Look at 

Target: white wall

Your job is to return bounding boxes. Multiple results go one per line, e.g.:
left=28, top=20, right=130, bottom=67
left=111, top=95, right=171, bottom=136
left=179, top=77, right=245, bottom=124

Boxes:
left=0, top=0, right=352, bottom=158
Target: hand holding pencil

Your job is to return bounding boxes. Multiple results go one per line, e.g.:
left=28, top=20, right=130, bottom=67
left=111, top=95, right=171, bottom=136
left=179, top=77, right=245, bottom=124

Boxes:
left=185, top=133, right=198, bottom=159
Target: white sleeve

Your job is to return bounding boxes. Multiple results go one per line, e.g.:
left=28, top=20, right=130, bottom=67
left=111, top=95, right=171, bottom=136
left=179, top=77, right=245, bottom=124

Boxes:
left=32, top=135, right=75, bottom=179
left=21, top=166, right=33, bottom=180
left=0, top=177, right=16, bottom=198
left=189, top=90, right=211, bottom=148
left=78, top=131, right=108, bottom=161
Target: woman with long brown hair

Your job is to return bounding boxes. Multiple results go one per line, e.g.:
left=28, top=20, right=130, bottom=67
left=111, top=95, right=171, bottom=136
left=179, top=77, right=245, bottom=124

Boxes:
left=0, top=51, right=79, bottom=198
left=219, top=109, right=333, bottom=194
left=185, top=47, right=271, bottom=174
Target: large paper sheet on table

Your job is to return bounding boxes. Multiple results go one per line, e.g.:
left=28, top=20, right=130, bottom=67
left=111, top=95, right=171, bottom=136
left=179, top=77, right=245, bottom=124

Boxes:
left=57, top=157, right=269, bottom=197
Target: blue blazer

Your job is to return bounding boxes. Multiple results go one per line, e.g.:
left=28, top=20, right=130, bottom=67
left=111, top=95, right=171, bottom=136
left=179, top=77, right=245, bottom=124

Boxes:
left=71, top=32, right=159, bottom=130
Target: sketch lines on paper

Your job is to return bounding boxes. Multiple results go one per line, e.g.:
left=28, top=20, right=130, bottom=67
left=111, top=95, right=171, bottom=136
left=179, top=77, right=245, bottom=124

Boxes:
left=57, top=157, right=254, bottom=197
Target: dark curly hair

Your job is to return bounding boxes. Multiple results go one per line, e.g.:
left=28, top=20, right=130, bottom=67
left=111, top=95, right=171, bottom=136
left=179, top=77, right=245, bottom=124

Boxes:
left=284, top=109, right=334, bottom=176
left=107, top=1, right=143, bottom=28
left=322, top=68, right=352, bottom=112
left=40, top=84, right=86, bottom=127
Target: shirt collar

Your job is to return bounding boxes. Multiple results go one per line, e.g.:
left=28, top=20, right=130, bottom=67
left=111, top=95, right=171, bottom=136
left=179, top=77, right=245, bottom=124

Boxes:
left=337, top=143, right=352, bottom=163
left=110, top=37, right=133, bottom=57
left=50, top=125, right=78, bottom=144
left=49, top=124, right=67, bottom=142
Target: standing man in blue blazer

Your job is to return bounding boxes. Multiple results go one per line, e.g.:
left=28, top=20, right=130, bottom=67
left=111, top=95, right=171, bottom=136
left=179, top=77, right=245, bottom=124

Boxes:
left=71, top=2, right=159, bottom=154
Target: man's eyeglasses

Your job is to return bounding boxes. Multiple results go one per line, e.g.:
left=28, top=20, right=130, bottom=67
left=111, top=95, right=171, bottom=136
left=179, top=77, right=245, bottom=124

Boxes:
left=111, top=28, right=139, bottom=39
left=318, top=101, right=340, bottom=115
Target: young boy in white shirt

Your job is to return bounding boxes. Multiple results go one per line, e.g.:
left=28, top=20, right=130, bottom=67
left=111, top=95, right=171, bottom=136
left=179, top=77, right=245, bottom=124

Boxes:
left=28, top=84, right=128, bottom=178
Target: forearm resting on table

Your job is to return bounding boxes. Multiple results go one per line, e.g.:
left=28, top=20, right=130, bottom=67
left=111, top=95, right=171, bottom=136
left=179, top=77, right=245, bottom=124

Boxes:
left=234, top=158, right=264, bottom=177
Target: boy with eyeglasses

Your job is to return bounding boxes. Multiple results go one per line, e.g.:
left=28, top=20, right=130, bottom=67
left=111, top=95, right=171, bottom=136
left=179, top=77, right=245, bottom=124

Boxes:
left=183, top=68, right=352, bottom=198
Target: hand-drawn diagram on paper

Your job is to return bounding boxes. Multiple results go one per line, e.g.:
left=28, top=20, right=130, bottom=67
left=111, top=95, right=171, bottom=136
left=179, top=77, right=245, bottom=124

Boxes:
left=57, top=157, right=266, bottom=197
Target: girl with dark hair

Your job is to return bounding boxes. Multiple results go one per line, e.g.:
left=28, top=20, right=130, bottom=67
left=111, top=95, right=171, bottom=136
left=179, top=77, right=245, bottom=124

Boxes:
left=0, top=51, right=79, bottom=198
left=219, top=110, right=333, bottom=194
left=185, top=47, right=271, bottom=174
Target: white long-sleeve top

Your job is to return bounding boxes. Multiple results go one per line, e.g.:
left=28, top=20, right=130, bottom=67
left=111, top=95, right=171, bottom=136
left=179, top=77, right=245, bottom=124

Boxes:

§ Directive:
Reproduce the rows, beginning at the line that has "Target: hand-drawn diagram on paper" and stopping after the line that has "left=57, top=157, right=266, bottom=197", with "diagram" swapped for "chart" and all else left unchanged.

§ Reply to the task:
Target: hand-drawn chart on paper

Your job is to return bounding boxes. Multiple results go one per line, e.g.:
left=28, top=20, right=130, bottom=67
left=111, top=95, right=171, bottom=136
left=179, top=77, right=245, bottom=124

Boxes:
left=57, top=157, right=266, bottom=197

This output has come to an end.